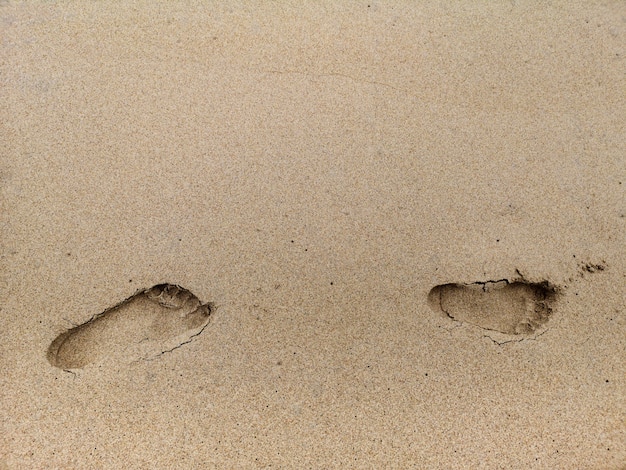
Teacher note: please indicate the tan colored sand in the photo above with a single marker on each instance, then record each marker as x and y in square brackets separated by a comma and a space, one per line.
[315, 172]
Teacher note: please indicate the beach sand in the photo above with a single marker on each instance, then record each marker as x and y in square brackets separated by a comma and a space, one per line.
[405, 221]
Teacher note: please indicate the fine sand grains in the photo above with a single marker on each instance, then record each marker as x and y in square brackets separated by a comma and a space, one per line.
[142, 325]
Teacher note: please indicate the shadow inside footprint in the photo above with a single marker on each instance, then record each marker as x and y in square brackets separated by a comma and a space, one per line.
[149, 323]
[514, 308]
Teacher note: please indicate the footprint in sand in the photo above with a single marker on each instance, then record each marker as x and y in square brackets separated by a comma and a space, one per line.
[514, 308]
[147, 324]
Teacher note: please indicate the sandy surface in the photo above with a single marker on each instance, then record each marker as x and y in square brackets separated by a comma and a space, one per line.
[314, 172]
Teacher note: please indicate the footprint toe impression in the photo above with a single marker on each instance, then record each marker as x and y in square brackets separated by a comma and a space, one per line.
[515, 308]
[150, 322]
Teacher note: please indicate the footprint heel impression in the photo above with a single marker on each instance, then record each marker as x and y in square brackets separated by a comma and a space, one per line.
[145, 323]
[514, 308]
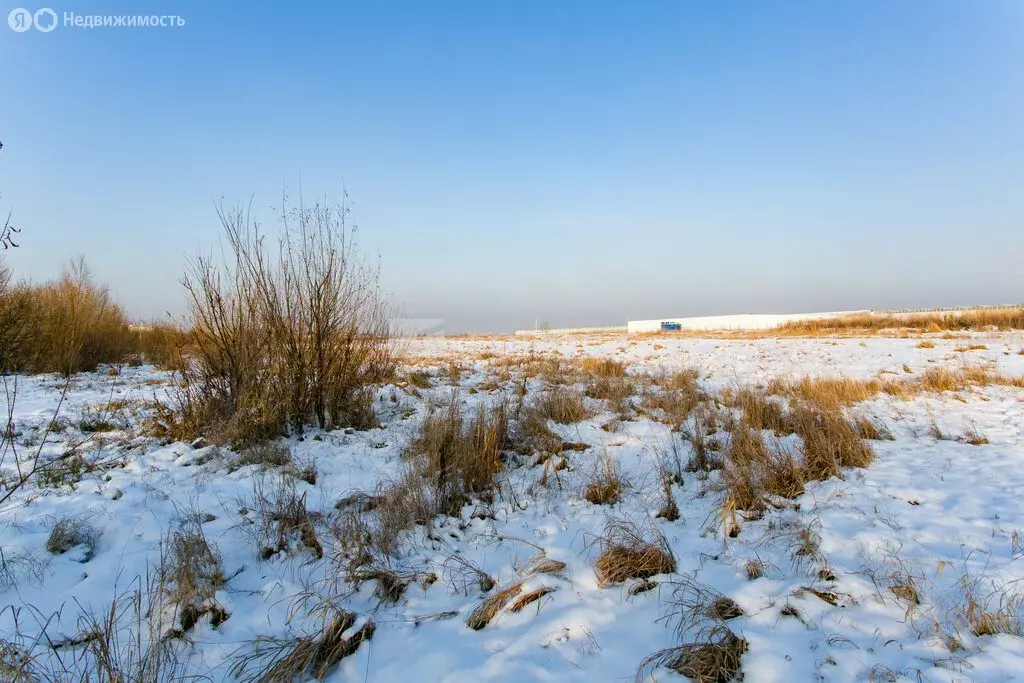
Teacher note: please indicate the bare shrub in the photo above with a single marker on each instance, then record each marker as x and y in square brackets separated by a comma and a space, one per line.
[283, 337]
[626, 553]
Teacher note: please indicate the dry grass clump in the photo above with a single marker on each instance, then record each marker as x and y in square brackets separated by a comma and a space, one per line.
[613, 389]
[606, 368]
[463, 453]
[714, 657]
[999, 611]
[491, 605]
[839, 390]
[957, 379]
[192, 569]
[605, 485]
[70, 532]
[1000, 317]
[419, 379]
[755, 472]
[67, 326]
[830, 441]
[283, 517]
[697, 432]
[162, 344]
[279, 660]
[972, 436]
[263, 455]
[669, 510]
[626, 553]
[562, 404]
[528, 598]
[678, 398]
[283, 336]
[872, 430]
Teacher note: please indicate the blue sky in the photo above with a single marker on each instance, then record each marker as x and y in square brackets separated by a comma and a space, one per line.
[577, 162]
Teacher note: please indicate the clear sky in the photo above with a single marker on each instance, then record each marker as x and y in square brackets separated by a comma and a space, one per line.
[576, 162]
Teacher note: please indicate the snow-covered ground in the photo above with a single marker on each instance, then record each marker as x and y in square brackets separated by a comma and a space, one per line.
[943, 513]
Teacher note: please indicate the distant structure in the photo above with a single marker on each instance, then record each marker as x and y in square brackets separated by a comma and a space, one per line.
[418, 327]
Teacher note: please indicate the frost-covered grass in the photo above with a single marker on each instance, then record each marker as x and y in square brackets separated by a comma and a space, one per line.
[276, 562]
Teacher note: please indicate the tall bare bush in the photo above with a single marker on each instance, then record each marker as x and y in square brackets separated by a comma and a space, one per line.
[67, 326]
[285, 335]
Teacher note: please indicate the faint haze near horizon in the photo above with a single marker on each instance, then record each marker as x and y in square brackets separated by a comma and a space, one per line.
[574, 163]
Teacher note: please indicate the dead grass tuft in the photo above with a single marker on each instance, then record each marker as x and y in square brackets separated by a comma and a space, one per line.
[463, 453]
[839, 390]
[715, 657]
[192, 569]
[761, 413]
[626, 553]
[283, 518]
[527, 598]
[830, 441]
[605, 485]
[606, 368]
[562, 404]
[312, 655]
[755, 569]
[491, 605]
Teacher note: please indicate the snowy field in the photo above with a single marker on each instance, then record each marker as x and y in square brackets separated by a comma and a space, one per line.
[883, 574]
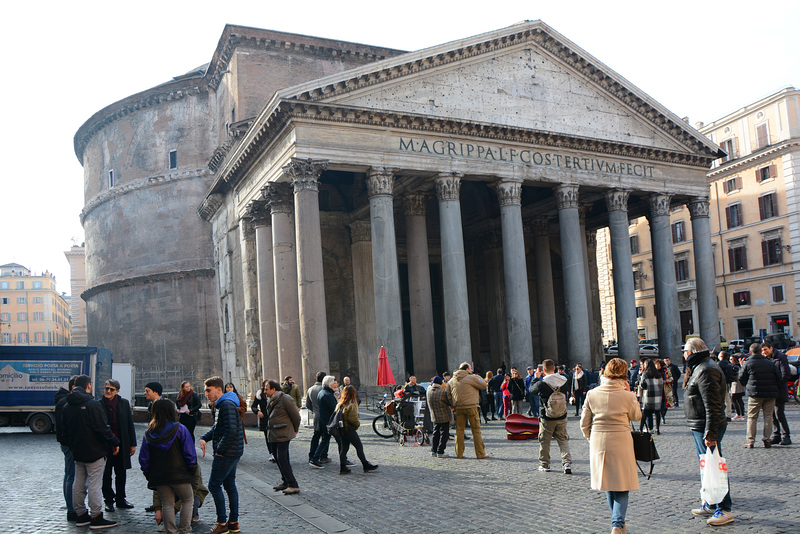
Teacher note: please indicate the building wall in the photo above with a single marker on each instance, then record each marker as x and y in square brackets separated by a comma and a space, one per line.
[32, 312]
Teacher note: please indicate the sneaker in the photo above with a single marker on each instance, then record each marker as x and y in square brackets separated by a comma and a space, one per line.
[720, 517]
[703, 511]
[83, 520]
[99, 523]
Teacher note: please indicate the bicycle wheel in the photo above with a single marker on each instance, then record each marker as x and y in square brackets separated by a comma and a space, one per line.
[383, 426]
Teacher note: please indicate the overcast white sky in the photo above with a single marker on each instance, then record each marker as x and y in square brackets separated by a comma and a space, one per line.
[67, 60]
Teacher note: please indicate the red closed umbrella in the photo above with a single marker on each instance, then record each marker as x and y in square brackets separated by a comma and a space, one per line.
[385, 376]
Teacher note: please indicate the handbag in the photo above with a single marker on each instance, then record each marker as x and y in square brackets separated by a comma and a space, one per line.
[644, 449]
[713, 476]
[335, 423]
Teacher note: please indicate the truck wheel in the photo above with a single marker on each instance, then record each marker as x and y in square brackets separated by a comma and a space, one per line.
[40, 424]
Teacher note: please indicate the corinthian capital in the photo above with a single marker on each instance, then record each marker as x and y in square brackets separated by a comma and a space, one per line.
[659, 203]
[448, 185]
[699, 207]
[380, 181]
[415, 203]
[509, 191]
[279, 196]
[258, 212]
[617, 199]
[305, 173]
[566, 196]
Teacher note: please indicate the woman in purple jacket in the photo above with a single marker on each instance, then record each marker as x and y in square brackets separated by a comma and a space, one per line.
[168, 459]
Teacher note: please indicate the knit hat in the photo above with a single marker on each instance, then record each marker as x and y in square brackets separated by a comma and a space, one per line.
[155, 386]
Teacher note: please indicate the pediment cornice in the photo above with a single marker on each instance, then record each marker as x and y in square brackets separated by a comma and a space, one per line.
[535, 33]
[289, 110]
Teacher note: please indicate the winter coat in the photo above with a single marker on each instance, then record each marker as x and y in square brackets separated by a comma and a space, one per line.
[61, 402]
[227, 434]
[781, 363]
[294, 392]
[463, 389]
[283, 418]
[438, 404]
[127, 434]
[168, 457]
[760, 377]
[326, 402]
[495, 382]
[704, 400]
[86, 428]
[311, 400]
[350, 416]
[607, 412]
[653, 392]
[544, 387]
[259, 404]
[516, 386]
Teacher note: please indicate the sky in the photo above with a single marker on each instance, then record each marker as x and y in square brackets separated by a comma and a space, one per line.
[67, 60]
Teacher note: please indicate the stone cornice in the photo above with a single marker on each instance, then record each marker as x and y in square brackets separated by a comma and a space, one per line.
[739, 164]
[138, 185]
[548, 40]
[174, 90]
[146, 279]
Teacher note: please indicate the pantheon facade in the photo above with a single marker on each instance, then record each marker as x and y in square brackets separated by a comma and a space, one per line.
[442, 204]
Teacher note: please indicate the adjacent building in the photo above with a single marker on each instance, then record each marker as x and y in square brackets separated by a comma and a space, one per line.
[32, 312]
[755, 227]
[298, 203]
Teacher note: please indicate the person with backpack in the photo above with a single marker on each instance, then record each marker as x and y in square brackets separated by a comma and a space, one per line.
[550, 387]
[168, 459]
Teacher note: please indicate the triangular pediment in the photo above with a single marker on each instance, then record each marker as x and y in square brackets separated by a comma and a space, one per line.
[526, 76]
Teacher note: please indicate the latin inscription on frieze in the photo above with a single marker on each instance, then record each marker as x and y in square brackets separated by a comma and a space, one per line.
[539, 158]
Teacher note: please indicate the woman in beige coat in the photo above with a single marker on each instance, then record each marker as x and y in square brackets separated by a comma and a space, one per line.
[607, 412]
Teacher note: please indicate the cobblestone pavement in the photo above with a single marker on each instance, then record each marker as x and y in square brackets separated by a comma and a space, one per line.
[413, 492]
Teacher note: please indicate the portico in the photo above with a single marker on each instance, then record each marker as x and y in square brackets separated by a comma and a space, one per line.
[409, 173]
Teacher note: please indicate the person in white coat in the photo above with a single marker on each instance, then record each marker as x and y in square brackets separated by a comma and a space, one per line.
[605, 422]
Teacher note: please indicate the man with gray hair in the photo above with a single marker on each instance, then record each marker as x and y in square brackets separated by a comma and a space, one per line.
[704, 404]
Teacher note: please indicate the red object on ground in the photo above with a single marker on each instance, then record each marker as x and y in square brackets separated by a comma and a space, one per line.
[385, 376]
[521, 426]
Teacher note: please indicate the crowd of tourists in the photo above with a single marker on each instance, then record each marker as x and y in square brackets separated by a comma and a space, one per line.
[98, 438]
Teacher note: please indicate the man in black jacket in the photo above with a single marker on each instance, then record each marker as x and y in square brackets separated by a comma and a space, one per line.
[69, 463]
[760, 379]
[91, 440]
[227, 437]
[779, 422]
[704, 404]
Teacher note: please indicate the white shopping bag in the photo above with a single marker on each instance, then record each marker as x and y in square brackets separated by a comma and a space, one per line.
[713, 476]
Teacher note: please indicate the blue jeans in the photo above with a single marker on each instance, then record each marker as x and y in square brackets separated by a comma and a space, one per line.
[700, 445]
[69, 477]
[618, 504]
[498, 402]
[223, 474]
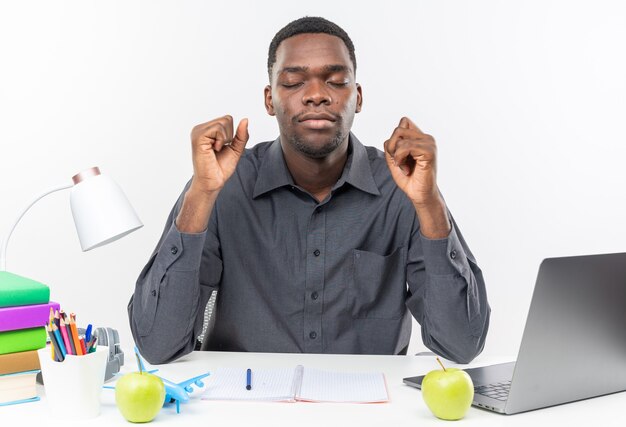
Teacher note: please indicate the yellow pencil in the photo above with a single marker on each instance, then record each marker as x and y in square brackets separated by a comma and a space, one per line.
[79, 350]
[50, 325]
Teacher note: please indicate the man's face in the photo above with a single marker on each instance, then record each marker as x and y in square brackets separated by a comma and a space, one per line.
[313, 93]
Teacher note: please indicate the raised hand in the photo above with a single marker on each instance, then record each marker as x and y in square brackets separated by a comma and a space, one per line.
[216, 151]
[412, 159]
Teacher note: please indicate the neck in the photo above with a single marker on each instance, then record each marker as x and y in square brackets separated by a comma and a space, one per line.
[315, 175]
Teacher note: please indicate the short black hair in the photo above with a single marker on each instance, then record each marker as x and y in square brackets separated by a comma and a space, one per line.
[308, 25]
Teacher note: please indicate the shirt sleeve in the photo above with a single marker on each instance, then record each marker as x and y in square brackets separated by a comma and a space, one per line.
[447, 295]
[166, 309]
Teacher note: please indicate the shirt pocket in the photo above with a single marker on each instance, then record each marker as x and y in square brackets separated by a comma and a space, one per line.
[378, 285]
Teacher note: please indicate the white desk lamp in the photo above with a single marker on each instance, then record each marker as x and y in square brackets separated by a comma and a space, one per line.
[102, 213]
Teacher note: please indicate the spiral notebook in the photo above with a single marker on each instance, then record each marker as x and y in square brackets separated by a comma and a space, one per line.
[296, 384]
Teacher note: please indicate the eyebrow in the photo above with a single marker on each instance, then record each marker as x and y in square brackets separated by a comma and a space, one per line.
[333, 68]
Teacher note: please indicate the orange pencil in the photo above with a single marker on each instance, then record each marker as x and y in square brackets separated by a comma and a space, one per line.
[79, 350]
[70, 346]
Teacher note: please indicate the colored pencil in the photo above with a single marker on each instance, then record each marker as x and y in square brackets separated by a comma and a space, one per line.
[69, 345]
[59, 340]
[75, 334]
[56, 353]
[88, 333]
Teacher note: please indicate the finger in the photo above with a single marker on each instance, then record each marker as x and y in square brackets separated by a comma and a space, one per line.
[241, 137]
[401, 134]
[397, 174]
[411, 125]
[215, 135]
[407, 157]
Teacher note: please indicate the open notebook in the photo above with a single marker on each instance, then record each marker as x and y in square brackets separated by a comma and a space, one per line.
[296, 384]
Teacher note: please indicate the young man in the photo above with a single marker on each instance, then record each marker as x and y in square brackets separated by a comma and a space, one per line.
[311, 239]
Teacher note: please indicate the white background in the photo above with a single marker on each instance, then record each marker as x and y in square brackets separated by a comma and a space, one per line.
[526, 100]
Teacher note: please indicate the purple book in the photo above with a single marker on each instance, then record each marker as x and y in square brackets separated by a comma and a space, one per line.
[25, 316]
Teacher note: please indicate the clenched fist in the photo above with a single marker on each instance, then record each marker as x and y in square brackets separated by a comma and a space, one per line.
[216, 151]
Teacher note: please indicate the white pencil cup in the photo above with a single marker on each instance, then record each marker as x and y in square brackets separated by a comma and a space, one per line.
[73, 387]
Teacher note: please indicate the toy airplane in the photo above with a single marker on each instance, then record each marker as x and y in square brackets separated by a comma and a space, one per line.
[174, 392]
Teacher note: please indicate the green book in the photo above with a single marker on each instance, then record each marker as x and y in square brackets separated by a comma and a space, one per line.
[22, 340]
[18, 290]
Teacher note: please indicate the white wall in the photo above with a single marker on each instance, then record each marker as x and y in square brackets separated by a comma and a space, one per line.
[526, 100]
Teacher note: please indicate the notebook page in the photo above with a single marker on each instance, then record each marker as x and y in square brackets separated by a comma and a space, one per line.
[323, 386]
[267, 384]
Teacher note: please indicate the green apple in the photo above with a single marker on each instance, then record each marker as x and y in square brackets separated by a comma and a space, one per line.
[448, 393]
[139, 396]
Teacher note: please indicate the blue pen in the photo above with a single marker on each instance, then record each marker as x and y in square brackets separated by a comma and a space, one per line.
[57, 335]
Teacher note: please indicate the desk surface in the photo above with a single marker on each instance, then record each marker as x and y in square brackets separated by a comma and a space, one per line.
[406, 407]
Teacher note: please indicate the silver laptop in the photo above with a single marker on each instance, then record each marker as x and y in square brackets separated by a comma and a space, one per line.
[574, 342]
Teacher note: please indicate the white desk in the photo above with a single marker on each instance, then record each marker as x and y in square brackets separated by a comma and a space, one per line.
[406, 407]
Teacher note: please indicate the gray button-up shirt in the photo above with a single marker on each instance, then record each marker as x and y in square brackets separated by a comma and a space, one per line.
[295, 275]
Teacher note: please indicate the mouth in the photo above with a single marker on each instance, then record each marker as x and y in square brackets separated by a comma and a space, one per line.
[317, 120]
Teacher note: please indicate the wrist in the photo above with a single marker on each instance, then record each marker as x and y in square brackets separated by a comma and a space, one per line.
[433, 219]
[195, 211]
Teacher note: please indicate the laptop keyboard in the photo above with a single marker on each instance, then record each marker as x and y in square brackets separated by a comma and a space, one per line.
[499, 391]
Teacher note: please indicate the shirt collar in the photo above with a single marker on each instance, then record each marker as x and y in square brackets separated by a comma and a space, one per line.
[273, 172]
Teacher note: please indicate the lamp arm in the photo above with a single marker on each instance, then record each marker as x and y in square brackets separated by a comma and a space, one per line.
[5, 240]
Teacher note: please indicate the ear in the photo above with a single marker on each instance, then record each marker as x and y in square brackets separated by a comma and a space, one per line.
[269, 105]
[359, 98]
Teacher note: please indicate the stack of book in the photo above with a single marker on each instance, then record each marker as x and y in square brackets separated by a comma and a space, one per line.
[24, 311]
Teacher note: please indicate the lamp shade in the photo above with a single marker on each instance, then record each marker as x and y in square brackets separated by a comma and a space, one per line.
[101, 211]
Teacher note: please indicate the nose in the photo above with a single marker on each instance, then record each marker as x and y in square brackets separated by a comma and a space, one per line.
[316, 93]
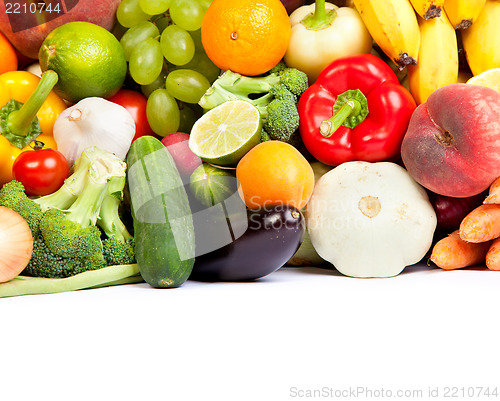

==================================================

→ **Try it**
Starting with the line that contains "Teacher note: please indicate the nose" and ending with the last line of the data above, transcribe exactly those lines and no others, without pictures.

→ **Reply**
Teacher note: please indicate the nose in the photo above with a single marker on each instance, then record each marker as x and y in square brackets separated by a comma and a space, one per line.
[316, 93]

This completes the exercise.